- _THE TASK_: Restate the whole listing word for word. Pictures are left out.

* BEGIN ROWS *

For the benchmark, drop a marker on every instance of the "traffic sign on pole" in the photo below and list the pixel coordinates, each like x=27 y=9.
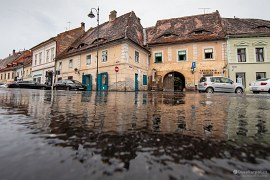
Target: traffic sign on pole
x=116 y=68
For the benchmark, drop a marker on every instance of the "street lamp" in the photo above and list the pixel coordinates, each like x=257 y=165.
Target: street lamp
x=92 y=15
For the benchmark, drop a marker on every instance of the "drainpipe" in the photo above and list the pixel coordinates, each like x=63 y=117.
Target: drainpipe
x=228 y=53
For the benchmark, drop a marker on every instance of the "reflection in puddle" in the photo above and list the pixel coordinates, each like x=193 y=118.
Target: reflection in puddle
x=143 y=135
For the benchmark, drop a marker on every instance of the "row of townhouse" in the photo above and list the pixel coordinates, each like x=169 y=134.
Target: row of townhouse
x=170 y=56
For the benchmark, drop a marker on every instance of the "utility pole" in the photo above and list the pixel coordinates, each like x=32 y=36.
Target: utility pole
x=69 y=25
x=204 y=9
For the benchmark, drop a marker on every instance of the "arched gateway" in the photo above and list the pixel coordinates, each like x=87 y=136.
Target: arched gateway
x=174 y=81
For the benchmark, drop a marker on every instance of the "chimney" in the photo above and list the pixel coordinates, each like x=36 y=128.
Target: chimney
x=112 y=15
x=83 y=25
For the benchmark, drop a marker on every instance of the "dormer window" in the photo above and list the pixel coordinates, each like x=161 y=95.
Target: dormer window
x=81 y=45
x=168 y=35
x=263 y=27
x=200 y=31
x=70 y=48
x=99 y=40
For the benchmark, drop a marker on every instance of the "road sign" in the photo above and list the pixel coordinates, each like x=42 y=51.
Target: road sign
x=193 y=65
x=116 y=68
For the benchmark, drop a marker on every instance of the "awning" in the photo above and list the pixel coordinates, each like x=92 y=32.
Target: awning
x=36 y=75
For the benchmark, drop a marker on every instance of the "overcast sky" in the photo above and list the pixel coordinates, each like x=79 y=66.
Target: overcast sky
x=26 y=23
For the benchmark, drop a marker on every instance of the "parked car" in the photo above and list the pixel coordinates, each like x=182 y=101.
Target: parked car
x=3 y=85
x=261 y=85
x=212 y=84
x=68 y=84
x=28 y=85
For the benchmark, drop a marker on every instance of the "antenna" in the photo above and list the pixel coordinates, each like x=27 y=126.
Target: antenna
x=204 y=9
x=69 y=25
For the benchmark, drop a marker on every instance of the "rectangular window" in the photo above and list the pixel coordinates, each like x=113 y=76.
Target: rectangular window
x=182 y=55
x=52 y=54
x=39 y=79
x=104 y=56
x=241 y=55
x=158 y=57
x=60 y=65
x=208 y=53
x=70 y=77
x=260 y=75
x=40 y=58
x=88 y=59
x=70 y=64
x=35 y=59
x=144 y=79
x=137 y=56
x=48 y=55
x=259 y=55
x=241 y=78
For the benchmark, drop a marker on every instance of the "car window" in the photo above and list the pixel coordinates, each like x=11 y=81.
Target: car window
x=216 y=80
x=203 y=79
x=225 y=80
x=76 y=82
x=69 y=82
x=264 y=79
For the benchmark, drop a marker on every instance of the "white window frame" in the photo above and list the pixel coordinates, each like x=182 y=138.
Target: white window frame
x=60 y=65
x=86 y=62
x=213 y=53
x=52 y=54
x=36 y=57
x=154 y=57
x=177 y=59
x=136 y=60
x=264 y=54
x=48 y=55
x=70 y=63
x=102 y=55
x=40 y=58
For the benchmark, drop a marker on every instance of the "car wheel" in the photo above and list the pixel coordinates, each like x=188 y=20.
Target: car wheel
x=239 y=90
x=209 y=90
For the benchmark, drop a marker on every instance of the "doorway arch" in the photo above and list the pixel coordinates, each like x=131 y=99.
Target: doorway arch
x=174 y=81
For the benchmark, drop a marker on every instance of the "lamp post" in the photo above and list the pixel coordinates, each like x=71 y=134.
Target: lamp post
x=92 y=15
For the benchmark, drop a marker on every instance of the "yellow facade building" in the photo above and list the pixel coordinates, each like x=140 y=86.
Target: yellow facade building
x=120 y=45
x=185 y=49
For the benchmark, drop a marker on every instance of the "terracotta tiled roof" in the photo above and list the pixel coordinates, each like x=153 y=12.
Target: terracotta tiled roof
x=126 y=26
x=63 y=40
x=237 y=26
x=9 y=59
x=184 y=29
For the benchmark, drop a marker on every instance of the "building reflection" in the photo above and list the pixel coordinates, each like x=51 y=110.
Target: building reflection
x=121 y=125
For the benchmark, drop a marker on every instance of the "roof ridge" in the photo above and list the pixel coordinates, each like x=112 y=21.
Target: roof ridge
x=215 y=12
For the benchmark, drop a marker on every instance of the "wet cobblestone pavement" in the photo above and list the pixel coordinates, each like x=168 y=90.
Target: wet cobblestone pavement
x=146 y=135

* END ROWS *

- _RESPONSE BELOW_:
For the benchmark, drop a marker on every instance of the "traffic sign on pole" in the photo below and list the pixel coordinates, each like x=27 y=9.
Target: traffic sign on pole
x=116 y=68
For the benchmark, drop a marker on every instance of the "street lamp" in the photo above and list the pixel coordinates, each like x=257 y=165.
Target: street lamp
x=92 y=15
For the benchmark, drop a marker on every instance of the "drainpipe" in the photo above and list the pixel coordinates, each like x=63 y=117.
Target: drainpipe
x=228 y=53
For the benchmark, drop a marker on every instance of the "reflection in puddle" in the photo above and list the pixel coordinates, each like x=193 y=118.
Target: reflection in puddle
x=143 y=135
For the benchmark, drop a marker on every instance of the "row of townhouse" in the photo above and list the pixel coordinates, each like x=169 y=134.
Target: row of townhouse
x=170 y=56
For the benchmark, drop a marker on every instance of the "utility pole" in the photo above and list the pixel coordinates, each like x=32 y=36.
Target: utility pole
x=69 y=25
x=204 y=9
For the benchmark, drop a marker on every instance of the "arched gateway" in the photo above and list the pixel coordinates, each like x=87 y=136.
Target: arched gateway
x=174 y=81
For the benchmark, drop a marker on every instance of the "chimney" in the photo above and list the pixel coordinates, each like x=36 y=128.
Target: chimney
x=112 y=15
x=83 y=25
For the benchmark, drop a marker on every instance of the "dormer window" in the photo above and list the pixel coordinates, each like x=161 y=95.
Target: dormer window
x=81 y=45
x=168 y=35
x=263 y=27
x=200 y=31
x=70 y=48
x=99 y=40
For the benchmark, drop a marker on every instance of the "road sign" in the photo above and list the pixel coordinates, each like x=42 y=51.
Target: road sign
x=193 y=65
x=116 y=68
For the benchmark, drop a marker on every instance of the "awning" in the photo above and list the pixel coordinates, each like x=92 y=32.
Target: awning
x=36 y=75
For the benchmark, drop a marker on every instance of the "overcast sky" in the photo above and list the pixel coordinates, each like x=79 y=66.
Target: overcast sky
x=26 y=23
For the benchmark, drop a marker on every instance of the "parked car" in the photo above and list the pixel coordinates, each like x=182 y=101.
Target: parked car
x=3 y=85
x=261 y=85
x=212 y=84
x=68 y=84
x=28 y=85
For the benchmark, drop a marker on every instance of the "antenna" in the photo above and list the pixel coordinates, each like x=27 y=126.
Target: antenna
x=204 y=9
x=69 y=25
For the benchmark, drop a marker on every instance of the "rectangular window" in the photo above and list the pixel coordinates, each like x=113 y=76.
Target: rectangular window
x=182 y=55
x=52 y=54
x=39 y=79
x=104 y=56
x=241 y=55
x=158 y=57
x=60 y=65
x=208 y=53
x=70 y=77
x=260 y=75
x=40 y=58
x=88 y=59
x=70 y=64
x=35 y=59
x=144 y=79
x=137 y=56
x=48 y=55
x=259 y=55
x=241 y=78
For the benchmark, drop a marker on every instance of the "car window" in the photo above and list the pixel coordinates, each like x=11 y=81.
Target: car window
x=216 y=80
x=203 y=79
x=225 y=80
x=76 y=82
x=69 y=82
x=264 y=79
For the benchmark, drop a marker on every instance of the "white window frame" in the photo above and list the pixel coordinates, each like x=182 y=138.
Target: white window frame
x=60 y=65
x=86 y=62
x=213 y=53
x=52 y=54
x=36 y=57
x=154 y=57
x=177 y=59
x=136 y=60
x=264 y=54
x=48 y=55
x=70 y=63
x=102 y=55
x=40 y=58
For the benchmark, drop a marker on every instance of the "car wheel" in the photo above and list the pixel coordinates, each like x=188 y=20.
Target: car wheel
x=239 y=90
x=209 y=90
For the benchmark, drop a marker on every instance of the "doorway arch" in the photo above and list the pixel coordinates, each like x=131 y=99.
Target: doorway arch
x=174 y=81
For the benchmark, drop a marker on every instance of the "lamp post" in the photo above and list the pixel coordinates, each like x=71 y=134.
Target: lamp post
x=92 y=15
For the benchmark, drop a marker on every instance of the "yellow facade building" in the photo above and list the pixel coordinates, each like x=140 y=86.
Target: yellow facade building
x=120 y=45
x=185 y=49
For the benchmark, drop a marker on every instance of the "terracotta tiled roof" in the photo above and list the pixel coordinates, each like x=153 y=12.
Target: terracotta tiled roof
x=126 y=26
x=63 y=40
x=237 y=26
x=9 y=59
x=184 y=29
For the benchmark, drop a marker on every instance of the "building reflection" in the photo above and list the pixel coordinates, each like x=51 y=110.
Target: building reflection
x=121 y=125
For the benchmark, drop a marker on every instance of the "roof ridge" in the photo above and list the pixel coordinates, each like x=112 y=21.
Target: roof ridge
x=215 y=12
For the benchmark, drop a marker on every instance of the "wet cobblestone pavement" in the photo above and list the pixel coordinates, each like x=168 y=90.
Target: wet cobblestone pavement
x=146 y=135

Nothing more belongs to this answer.